What is required — The pictures stay out; all of the data is to be printed exactly.

(Referring expression data)
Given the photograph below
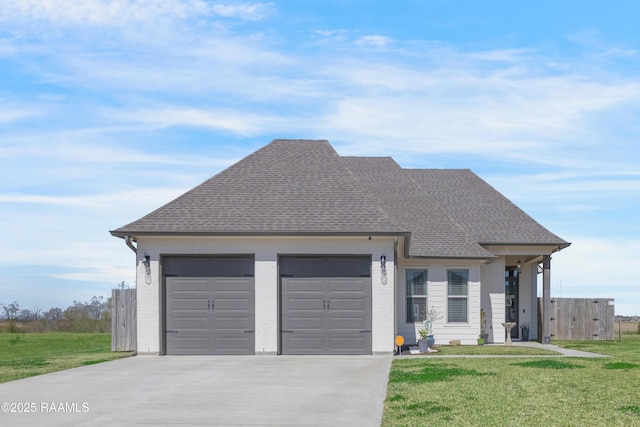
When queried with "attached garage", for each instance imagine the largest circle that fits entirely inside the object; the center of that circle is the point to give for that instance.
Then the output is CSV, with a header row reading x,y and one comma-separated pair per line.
x,y
209,305
325,305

Your solution —
Given the photograph below
When queried with "attached garage", for each instance imagine the largest circle that fits entirely inside the object; the center of that circle is the point to give for that instance.
Then the output is CSV, with a header row reading x,y and one comma-separated pair per line.
x,y
209,305
325,305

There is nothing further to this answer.